TEXT PASSAGE ::
1. Combustion Wire Thermal Spray Process Or Metal Spraying

THRMAL SPRAY PROCESSES

1.  Combustion Wire Thermal Spray Process or Metal Spraying:

Schematic Diagram of the Combustion Wire Thermal Spray Process

(also known previously as Flame Spray, Metallizing, and Metal Spray Processes)

A Complete Combustion Wire Thermal Spray (Flame Spray) Process Installation

The Combustion Wire Thermal Spray Process formerly known as Metalizing, Flame Spray and Metal Spray Processes was first invented in 1910 by Schoop in Switzerland

Old Type Schoop Gun

Recent Gun Spraying 13% Chromium Steel

The flame spray process is basically the spraying of molten metal* onto a surface to provide a coating. Material in wire form is melted in a flame (oxy-acetylene flame most common) and atomised using compressed air to form a fine spray. When the spray contacts the prepared surface of a substrate material, the fine molten droplets rapidly solidify forming a coating. This flame spray process carried out correctly is called a "cold process" (relative to the substrate material being coated) as the substrate temperature can be kept low during processing avoiding damage, metallurgical changes and distortion to the substrate material.

This flame spray process has been extensively used in the past and today for machine element work and anti-corrosion coatings.

* Ceramics and cermets can be used in rod or composite wire form.

Common materials Sprayed:

·  Zinc and aluminium for anti-corrosion cathodic coatings on steel

·  Nickel/aluminium composite wire for bond coats and self-bonding coatings

·  Molybdenum for bond coats

·  Molybdenum for hard bearing applications, excellent resistance to adhesive wear, used on piston rings, syncromesh cones and journals.

CHALLENGES ::
1. Answer these questions using the text on combustion wire thermal spray:
(a) In what year and in which country was the process first invented?
(b) What is used to atomize the wire material once it is melted in the flame?
(c) Which metals are listed for anti-corrosion cathodic coatings on steel?
2. Reproduce the section of the text on combustion wire thermal spray that begins at the words "Recent Gun Spraying" and ends after the words "and anti-corrosion coatings.".

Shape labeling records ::
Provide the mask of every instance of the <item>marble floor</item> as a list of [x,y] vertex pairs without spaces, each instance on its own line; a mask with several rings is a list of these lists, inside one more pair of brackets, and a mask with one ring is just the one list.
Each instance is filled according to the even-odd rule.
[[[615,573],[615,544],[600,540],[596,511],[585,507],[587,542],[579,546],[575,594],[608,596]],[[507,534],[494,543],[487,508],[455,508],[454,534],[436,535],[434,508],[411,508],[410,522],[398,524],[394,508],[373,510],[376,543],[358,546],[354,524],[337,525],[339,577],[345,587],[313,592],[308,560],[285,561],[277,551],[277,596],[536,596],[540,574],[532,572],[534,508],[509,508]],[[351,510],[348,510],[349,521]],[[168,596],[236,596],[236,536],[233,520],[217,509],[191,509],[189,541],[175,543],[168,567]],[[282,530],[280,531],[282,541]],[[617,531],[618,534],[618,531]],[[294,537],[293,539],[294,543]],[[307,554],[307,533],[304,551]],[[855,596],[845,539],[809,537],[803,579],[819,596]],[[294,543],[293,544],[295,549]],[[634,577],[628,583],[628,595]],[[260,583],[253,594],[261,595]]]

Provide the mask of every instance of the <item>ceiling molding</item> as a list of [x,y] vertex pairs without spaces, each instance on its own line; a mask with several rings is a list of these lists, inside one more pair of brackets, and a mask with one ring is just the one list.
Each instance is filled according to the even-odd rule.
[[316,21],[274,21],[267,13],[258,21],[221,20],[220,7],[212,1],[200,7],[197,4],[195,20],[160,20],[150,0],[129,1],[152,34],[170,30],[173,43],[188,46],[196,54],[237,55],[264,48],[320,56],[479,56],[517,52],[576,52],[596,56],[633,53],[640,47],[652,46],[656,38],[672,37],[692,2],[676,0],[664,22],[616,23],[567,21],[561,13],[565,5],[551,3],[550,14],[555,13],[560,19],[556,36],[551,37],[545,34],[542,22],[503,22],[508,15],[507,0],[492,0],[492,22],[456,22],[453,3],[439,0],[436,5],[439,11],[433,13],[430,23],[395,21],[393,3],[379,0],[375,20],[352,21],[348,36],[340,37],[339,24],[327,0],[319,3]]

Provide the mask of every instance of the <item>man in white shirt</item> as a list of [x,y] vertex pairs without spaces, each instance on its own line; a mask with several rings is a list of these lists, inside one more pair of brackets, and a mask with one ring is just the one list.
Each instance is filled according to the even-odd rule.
---
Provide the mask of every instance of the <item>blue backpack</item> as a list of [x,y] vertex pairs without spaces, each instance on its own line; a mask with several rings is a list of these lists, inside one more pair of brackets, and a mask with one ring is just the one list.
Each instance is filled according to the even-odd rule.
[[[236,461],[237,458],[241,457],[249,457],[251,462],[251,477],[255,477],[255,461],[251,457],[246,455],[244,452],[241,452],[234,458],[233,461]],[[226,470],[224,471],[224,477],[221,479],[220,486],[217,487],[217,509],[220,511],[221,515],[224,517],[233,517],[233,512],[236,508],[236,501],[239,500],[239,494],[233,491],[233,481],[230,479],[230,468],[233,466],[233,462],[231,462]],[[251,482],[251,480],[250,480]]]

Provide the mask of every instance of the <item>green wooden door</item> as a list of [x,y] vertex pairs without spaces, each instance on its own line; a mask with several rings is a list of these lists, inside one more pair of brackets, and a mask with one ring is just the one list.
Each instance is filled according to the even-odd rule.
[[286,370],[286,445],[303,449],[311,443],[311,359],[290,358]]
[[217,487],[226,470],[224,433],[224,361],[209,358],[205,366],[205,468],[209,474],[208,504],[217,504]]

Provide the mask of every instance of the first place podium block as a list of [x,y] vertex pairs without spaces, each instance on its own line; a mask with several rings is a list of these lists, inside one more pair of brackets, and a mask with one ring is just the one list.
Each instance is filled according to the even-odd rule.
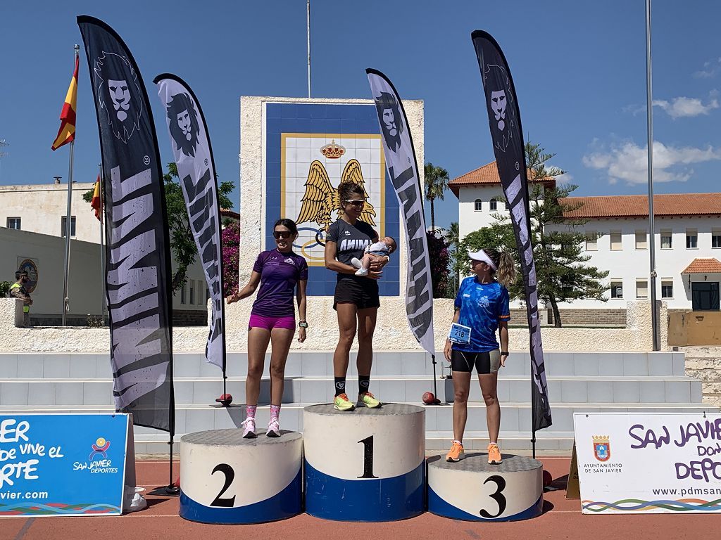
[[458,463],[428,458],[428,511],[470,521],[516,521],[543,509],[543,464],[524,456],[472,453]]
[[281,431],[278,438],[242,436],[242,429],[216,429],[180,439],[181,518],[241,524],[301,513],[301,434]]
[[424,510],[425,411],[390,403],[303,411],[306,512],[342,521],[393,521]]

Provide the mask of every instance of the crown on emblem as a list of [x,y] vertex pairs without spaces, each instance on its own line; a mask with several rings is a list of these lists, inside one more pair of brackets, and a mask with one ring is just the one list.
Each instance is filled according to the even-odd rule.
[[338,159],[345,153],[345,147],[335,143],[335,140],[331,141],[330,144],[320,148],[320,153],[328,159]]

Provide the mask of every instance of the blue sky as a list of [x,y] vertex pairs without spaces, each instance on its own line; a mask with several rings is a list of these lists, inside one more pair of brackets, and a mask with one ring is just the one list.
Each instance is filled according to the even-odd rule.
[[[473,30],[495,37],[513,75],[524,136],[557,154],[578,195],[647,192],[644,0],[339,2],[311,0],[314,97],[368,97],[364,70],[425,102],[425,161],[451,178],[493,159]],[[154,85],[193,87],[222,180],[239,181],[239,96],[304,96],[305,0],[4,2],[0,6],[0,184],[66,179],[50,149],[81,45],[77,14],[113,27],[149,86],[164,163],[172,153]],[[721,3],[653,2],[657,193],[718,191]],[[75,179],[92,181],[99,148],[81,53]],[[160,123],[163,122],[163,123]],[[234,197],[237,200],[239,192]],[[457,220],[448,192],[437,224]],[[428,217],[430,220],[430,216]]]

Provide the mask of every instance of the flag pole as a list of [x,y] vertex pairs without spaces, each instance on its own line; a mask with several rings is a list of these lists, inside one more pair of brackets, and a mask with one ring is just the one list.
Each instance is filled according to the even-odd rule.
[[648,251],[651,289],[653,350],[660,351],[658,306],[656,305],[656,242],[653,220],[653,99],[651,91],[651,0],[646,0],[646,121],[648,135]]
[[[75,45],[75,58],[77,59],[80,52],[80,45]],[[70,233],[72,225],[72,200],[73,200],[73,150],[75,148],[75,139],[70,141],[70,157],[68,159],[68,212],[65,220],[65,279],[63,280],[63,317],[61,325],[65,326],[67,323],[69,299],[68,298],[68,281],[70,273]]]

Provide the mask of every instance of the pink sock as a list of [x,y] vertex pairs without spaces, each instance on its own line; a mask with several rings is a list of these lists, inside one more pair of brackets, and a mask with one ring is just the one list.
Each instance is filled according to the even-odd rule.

OUTPUTS ::
1.
(a) 1910, in Switzerland
(b) Compressed air
(c) Zinc and aluminium

2.
Recent Gun Spraying 13% Chromium Steel

The flame spray process is basically the spraying of molten metal* onto a surface to provide a coating. Material in wire form is melted in a flame (oxy-acetylene flame most common) and atomised using compressed air to form a fine spray. When the spray contacts the prepared surface of a substrate material, the fine molten droplets rapidly solidify forming a coating. This flame spray process carried out correctly is called a "cold process" (relative to the substrate material being coated) as the substrate temperature can be kept low during processing avoiding damage, metallurgical changes and distortion to the substrate material.

This flame spray process has been extensively used in the past and today for machine element work and anti-corrosion coatings.